## [Task description]
Looking at the data below, how many lines include the word "iron"? Respond with the number only.

## [Dataset entries]
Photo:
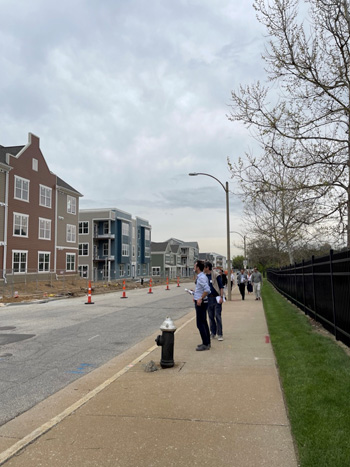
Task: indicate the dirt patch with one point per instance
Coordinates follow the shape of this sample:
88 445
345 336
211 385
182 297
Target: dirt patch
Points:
67 288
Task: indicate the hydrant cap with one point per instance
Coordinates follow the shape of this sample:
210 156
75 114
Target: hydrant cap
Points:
168 325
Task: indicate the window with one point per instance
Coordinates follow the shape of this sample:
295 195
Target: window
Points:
71 205
44 229
19 261
105 249
21 188
20 225
70 262
43 262
84 227
71 233
125 229
83 271
83 249
45 196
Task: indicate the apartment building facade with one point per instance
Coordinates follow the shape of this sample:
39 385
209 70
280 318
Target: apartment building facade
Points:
113 245
174 258
217 260
37 222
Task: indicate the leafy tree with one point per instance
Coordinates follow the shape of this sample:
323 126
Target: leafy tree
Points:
304 120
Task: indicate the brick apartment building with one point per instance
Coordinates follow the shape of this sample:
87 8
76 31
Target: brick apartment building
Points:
38 214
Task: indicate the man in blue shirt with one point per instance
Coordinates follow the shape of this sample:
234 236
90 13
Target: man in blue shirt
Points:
215 299
201 304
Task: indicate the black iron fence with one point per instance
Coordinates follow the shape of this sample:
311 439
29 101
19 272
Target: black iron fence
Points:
321 288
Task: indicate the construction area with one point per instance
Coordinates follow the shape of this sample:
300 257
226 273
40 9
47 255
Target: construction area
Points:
69 286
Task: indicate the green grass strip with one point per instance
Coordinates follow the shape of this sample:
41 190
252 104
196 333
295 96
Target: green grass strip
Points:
315 375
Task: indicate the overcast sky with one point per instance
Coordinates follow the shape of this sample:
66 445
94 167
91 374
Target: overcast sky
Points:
128 97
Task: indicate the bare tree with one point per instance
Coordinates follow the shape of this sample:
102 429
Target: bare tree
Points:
307 125
274 209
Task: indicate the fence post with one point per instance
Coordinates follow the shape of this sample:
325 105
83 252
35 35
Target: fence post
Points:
295 283
304 304
333 296
313 285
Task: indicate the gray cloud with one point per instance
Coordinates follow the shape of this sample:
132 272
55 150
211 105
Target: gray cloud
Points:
129 97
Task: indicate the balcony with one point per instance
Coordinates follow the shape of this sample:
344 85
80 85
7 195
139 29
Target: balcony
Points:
103 258
104 236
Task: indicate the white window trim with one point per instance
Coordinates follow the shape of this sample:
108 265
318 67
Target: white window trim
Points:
72 206
125 249
75 262
50 197
22 215
26 267
71 231
80 267
22 180
44 253
88 225
82 248
45 220
125 229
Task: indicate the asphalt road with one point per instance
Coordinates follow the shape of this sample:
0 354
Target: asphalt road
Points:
46 346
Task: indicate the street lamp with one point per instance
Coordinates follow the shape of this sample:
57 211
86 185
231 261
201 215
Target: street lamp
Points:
225 187
244 243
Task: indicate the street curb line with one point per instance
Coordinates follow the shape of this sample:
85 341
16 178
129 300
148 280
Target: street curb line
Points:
34 435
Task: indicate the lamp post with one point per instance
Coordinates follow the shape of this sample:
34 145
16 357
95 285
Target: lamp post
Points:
225 187
244 242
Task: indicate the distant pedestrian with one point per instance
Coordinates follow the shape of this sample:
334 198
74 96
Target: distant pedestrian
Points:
201 292
215 299
241 281
232 279
249 282
223 278
257 283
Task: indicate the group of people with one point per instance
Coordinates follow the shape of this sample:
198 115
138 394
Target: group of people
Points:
209 296
250 280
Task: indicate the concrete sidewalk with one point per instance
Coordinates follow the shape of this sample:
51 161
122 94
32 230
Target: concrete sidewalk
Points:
222 407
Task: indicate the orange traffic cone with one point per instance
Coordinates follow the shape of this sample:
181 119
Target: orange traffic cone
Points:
124 294
89 302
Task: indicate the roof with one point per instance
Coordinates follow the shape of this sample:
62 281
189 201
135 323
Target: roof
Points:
158 246
61 183
14 150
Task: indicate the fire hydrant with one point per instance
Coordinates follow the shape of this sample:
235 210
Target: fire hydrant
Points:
166 341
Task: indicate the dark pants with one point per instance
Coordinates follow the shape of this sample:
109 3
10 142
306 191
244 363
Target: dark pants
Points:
202 323
242 290
214 312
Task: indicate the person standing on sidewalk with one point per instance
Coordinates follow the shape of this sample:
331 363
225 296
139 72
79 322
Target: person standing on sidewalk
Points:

## [Written solution]
2